**Task inputs:**
• • •

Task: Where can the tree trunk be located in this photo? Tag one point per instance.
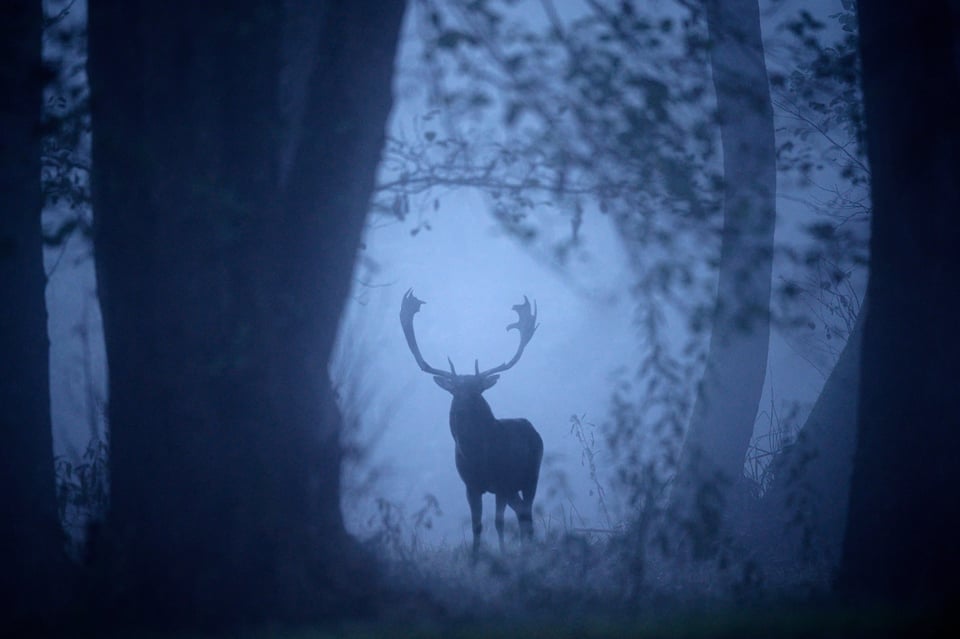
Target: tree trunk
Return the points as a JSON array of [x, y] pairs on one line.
[[232, 173], [32, 562], [810, 493], [725, 410], [901, 539]]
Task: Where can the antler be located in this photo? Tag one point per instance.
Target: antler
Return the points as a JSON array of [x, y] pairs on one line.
[[526, 324], [408, 308]]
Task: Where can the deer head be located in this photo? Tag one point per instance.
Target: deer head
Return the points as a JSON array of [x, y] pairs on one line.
[[500, 456], [479, 381]]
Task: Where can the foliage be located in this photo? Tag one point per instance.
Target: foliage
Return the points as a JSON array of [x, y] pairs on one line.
[[83, 492], [65, 158], [821, 147]]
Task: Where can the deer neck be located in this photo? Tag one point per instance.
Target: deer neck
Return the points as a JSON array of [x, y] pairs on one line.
[[471, 419]]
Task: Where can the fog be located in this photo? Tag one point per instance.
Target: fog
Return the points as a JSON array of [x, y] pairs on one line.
[[470, 270]]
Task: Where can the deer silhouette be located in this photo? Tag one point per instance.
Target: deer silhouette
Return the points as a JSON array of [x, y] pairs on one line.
[[499, 456]]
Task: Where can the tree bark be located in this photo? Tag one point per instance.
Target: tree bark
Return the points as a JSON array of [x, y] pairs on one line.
[[901, 539], [725, 410], [32, 560], [810, 493], [227, 224]]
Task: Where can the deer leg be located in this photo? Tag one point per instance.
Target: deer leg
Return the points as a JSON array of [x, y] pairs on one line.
[[524, 510], [476, 512], [498, 520]]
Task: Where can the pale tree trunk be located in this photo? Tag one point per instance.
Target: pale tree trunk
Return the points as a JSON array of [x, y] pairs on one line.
[[722, 422], [32, 560], [808, 499], [901, 538]]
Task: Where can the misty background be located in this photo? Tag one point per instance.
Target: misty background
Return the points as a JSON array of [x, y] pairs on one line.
[[470, 270]]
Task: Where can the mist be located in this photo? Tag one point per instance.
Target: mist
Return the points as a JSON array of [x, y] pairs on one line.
[[216, 214]]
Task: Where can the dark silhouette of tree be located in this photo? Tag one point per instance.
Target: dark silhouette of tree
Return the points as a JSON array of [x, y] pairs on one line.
[[32, 559], [901, 537], [234, 155]]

• • •

**Task goal:**
Format every line of the rows above as a single numbered list, leaving out blank lines and the pictures.

**Worked answer:**
1. Task: Where can the tree trunk be located in this photo? Tag one point per instance.
2. Target: tree trunk
3. Return the points as a JSON array of [x, y] pairs on one line.
4. [[232, 173], [32, 562], [810, 493], [725, 410], [901, 539]]
5. Task: Where can the antler be located in this photo? Tag one point per instance.
6. Target: antler
7. Return the points as a JSON array of [x, y] pairs on one line.
8. [[526, 324], [408, 308]]
9. Task: Where can the deer head be located in this photo? Tag one point per instance.
10. Target: deer head
11. Return the points as a JSON array of [x, y] pairs on one line.
12. [[500, 456], [479, 381]]
13. Task: Where can the foliage be located in this photo? Tag one point per instance.
14. Target: foliage
15. Return the points as a JSON array of [x, y] pairs on one line.
16. [[83, 492], [65, 158], [821, 147]]
17. Task: Where can the deer neck be located in this photo? Tag one point per instance.
18. Target: deer neck
19. Return the points as a JSON array of [x, y] pairs on one line.
20. [[471, 419]]
21. Task: Where can the fog be located in this photo? Tag one point per instance.
22. Target: fog
23. Return the points as a JSON array of [x, y] pairs on one line.
24. [[470, 270]]
25. Task: Where can the deer silhouette be located in this photo? Tag one point per instance.
26. Target: deer silhouette
27. Return the points as a JSON array of [x, y] pairs on one line.
28. [[499, 456]]
29. Task: Where can the tree bark be located in this photo? Tag one point per instance.
30. Target: tree bark
31. Return the points as a JSON array of [x, y] pairs on one line.
32. [[901, 539], [725, 410], [32, 560], [810, 493], [227, 224]]
33. Task: Where can the deer leg be located in this photo? Tag one point per instance.
34. Target: deer leg
35. Return the points as a JSON array of [x, y] pairs on one line.
36. [[524, 510], [476, 512], [498, 520]]
37. Task: Where can the pale tree trunk be located in this photo? Tag one point per instance.
38. Target: pale tree trunk
39. Return the points as a JSON array of [x, y] pairs on one line.
40. [[722, 422], [32, 560], [808, 499], [901, 538]]
41. Task: Where can the misty background be located in this photo? Tag one point per instance.
42. Target: misty background
43. Return the points as a JSON array of [x, y] pairs on one line.
44. [[470, 270]]
45. Task: Where can the mist be located in this photo? Tag one point per instance.
46. Target: mist
47. Return the points as a JSON array of [x, y] pairs on one line.
48. [[216, 214]]
49. Task: Where can the dark silhouette of tree be located in this photo? Tag one point per instance.
50. Target: dark silhouette of tree
51. Return the points as a JSON array of [x, y] pairs on one line.
52. [[32, 559], [901, 537], [234, 155]]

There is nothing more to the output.